**INPUT RECORDS:**
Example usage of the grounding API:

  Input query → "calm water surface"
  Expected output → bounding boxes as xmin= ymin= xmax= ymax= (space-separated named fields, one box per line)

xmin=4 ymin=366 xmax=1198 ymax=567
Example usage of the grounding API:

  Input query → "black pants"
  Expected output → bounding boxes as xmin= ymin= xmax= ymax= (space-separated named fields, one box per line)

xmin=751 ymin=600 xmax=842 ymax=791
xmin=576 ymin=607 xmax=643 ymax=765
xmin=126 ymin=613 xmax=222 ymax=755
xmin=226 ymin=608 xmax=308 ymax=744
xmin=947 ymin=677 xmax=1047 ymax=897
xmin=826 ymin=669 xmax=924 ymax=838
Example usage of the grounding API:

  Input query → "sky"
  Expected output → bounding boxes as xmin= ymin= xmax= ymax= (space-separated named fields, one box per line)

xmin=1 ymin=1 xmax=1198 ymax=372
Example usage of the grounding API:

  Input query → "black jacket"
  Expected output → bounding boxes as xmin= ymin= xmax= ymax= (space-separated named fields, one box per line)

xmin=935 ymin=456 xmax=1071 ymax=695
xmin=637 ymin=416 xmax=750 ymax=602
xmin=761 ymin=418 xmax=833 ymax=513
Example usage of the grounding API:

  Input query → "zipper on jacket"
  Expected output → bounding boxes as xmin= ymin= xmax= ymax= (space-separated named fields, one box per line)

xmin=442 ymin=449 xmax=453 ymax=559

**ABOUT THIS TASK:**
Check each line of the entries above for the word "black". List the ones that have it.

**RESPONSE AREA:**
  Input query → "black pants"
  Input query → "black jacket"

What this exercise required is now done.